▶ _PASSAGE FOURNI_:
▼

De quoi nous libère-t-il ? De notre mauvaise conscience. C’est la première fois qu’une armée d’occupation est reçue en libératrice. Les journalistes, les artistes – les « artistrocrates », disait Philippe Murray, qui méprisent le tiers état que nous sommes –, les enseignants, les travailleurs sociaux, tout ce pandémonium de traîtres de comédie, de démons de petite envergure, de pharisiens de la bonté, de gnous interchangeables, en appellent à l’esprit d’humanité, au besoin devant les tribunaux. Impossible d’allumer son poste sans tomber sur l’un d’entre eux. On se croirait au prêche et à confesse. Quand on a entendu l’un, on a entendu l’autre. C’est le conformisme à tous les étages. Ils raisonnent comme les bancs de sardines se déplacent, sans dévier d’un iota de la ligne du Parti. Pas un pour racheter l’autre. C’est la pensée gramophone, disait Orwell. Ils tournent en boucle, ils récitent leur gloubi-boulga sur la diversité, leur prêchi-prêcha « citoyen ». Un embouteillage de bons sentiments et d’idées courtes. La combinaison moléculaire de l’ignorance et de l’arrogance. Tout y passe. Un vrai défilé. Les tartes à la crème de l’antiracisme, les lieux communs victimaires, les clichés sur le misérabilisme et j’en passe.
Alors, d’où vient cette langueur qui s’est emparée de l’âme européenne, cette mollesse dans laquelle elle se dissout comme dans une solution émolliente ? Eh bien, Big Other, ce que Jean Raspail a récemment appelé Big Other, a une longue et vieille histoire, mais jusqu’à peu cette histoire n’avait pour ainsi dire aucune incidence. Ce n’est que depuis un demi-siècle qu’elle a pris une importance démesurée.
Généalogie du mal
Quitte à remonter loin dans le temps, difficile d’occulter le début de notre ère, marqué par l’avènement du christianisme, qui va donner lieu à une première expression de l’autre contenue dans l’amour évangélique du prochain. Mais on fera justement valoir que le prochain n’a jamais exclu l’amour du proche, ni l’amour du même. Et du reste, cette nouvelle religion – l’idéalisation de la figure de l’autre, qui emprunte indiscutablement de nombreux motifs au Nouveau Testament – s’est déployée dans un monde tardif, crépusculaire, largement postchrétien, en tout cas déchristianisé ou en passe de le devenir.

▲

▶ _PROBLÈME POSÉ 1_:
D'après le passage fourni, depuis combien de temps l'histoire de Big Other a-t-elle pris une importance démesurée ?
▶ _PROBLÈME POSÉ 2_:
Reproduisez le passage fourni de « Généalogie du mal » à « de le devenir. ».

▶ _INFORMATIONS AFFICHÉES_:
▼

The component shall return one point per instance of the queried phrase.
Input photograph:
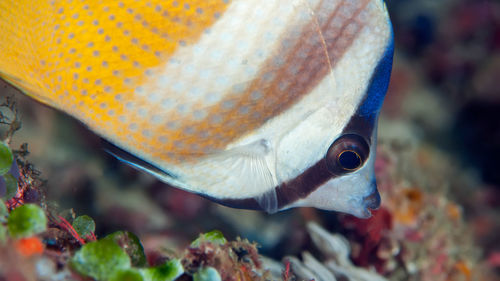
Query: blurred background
(437, 166)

▲

▶ _RÉPONSE FINALE 1_:
Depuis un demi-siècle.

▶ _RÉPONSE FINALE 2_:
Généalogie du mal
Quitte à remonter loin dans le temps, difficile d’occulter le début de notre ère, marqué par l’avènement du christianisme, qui va donner lieu à une première expression de l’autre contenue dans l’amour évangélique du prochain. Mais on fera justement valoir que le prochain n’a jamais exclu l’amour du proche, ni l’amour du même. Et du reste, cette nouvelle religion – l’idéalisation de la figure de l’autre, qui emprunte indiscutablement de nombreux motifs au Nouveau Testament – s’est déployée dans un monde tardif, crépusculaire, largement postchrétien, en tout cas déchristianisé ou en passe de le devenir.